Reproduce the part of the records that opens with the line containing "Please find black" and closes with the line containing "[248,175,274,209]", both of those lines included. Shift every bounding-box coordinate in that span by adding 77 to each number, and keep all other lines as they are.

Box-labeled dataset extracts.
- - - - -

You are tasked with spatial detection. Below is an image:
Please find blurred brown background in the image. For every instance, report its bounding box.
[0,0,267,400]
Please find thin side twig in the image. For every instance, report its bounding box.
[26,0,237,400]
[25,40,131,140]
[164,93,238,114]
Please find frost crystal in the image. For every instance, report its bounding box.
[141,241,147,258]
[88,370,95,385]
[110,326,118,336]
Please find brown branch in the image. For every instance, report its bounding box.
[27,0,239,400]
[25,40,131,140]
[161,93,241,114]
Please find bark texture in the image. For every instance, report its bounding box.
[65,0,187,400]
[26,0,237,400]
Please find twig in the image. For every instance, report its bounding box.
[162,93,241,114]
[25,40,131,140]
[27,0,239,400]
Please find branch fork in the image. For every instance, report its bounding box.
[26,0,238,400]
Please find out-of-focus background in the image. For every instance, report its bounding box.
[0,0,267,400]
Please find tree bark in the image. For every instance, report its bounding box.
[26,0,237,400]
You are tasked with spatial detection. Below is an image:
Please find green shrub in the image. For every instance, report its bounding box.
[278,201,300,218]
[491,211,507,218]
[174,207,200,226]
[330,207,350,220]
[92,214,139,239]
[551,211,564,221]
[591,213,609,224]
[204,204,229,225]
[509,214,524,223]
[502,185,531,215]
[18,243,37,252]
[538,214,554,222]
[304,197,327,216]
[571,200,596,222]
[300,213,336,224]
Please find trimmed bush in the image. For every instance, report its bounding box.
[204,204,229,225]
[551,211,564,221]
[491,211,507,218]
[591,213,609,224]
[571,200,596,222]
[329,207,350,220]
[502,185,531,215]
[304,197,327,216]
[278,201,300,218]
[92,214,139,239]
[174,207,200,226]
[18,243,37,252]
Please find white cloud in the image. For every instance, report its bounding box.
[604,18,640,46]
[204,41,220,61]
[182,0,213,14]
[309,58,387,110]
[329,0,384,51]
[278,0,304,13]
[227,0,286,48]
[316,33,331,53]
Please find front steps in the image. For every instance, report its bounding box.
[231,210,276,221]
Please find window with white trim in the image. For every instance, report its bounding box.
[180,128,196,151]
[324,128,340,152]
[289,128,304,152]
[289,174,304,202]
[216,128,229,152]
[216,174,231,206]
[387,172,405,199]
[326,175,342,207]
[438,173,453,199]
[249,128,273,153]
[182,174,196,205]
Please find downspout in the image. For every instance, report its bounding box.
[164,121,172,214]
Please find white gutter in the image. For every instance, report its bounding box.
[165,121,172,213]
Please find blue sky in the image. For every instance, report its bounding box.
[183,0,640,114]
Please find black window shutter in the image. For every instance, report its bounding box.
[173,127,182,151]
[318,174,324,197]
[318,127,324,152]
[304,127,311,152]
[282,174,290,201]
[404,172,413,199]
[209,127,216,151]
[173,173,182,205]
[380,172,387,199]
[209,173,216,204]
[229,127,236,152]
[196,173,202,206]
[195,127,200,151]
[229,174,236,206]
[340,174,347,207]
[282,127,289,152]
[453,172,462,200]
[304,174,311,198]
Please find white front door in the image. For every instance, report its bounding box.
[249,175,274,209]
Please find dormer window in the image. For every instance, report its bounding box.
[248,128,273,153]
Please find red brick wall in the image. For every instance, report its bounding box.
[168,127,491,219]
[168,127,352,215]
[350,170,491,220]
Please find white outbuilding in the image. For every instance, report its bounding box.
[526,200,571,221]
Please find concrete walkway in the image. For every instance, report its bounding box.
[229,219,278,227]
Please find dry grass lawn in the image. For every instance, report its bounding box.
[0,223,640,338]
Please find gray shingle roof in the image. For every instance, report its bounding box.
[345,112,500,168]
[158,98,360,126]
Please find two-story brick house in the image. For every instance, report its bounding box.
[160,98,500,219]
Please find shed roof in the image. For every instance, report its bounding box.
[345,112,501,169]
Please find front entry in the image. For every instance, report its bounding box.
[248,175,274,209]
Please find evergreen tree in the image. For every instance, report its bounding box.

- - - - -

Written reply.
Please find black window shutter in the image. For every instance, report its bounding box.
[250,204,259,228]
[395,251,401,274]
[395,204,401,229]
[381,204,388,229]
[359,251,367,278]
[481,249,490,276]
[286,204,293,228]
[250,250,259,282]
[457,249,464,276]
[286,250,293,281]
[306,204,313,229]
[273,250,279,283]
[272,204,277,228]
[306,251,313,283]
[417,251,424,284]
[359,204,366,229]
[530,249,539,277]
[381,251,388,275]
Please find white front door in the image. For every instance, report its bounding box.
[326,252,351,286]
Please find dormer window in the image. For every instance, report its bounding box.
[325,205,350,230]
Please find red brick wall in the image. For every instance, report its bounding box.
[245,204,568,296]
[245,204,429,292]
[427,247,568,297]
Please find white outbuilding in the image. For every instance, report its bounding box.
[603,277,648,298]
Please find concrete walkway in the image. For every instance, report its bounding box.
[306,296,355,304]
Please find dry grass lawn in the image. For every instance, report its bounding box.
[77,300,717,415]
Please find gray shingle roof in the image. For every instance, report its bounding box.
[422,189,577,245]
[235,175,437,203]
Please find two-story brick house in the image. For every instance, report its bounding box.
[237,175,577,296]
Please find shed roof in the image. For every instance, report its bounding box.
[422,189,578,246]
Please find front entry in the image. For every instance, report its bounding box.
[325,252,351,286]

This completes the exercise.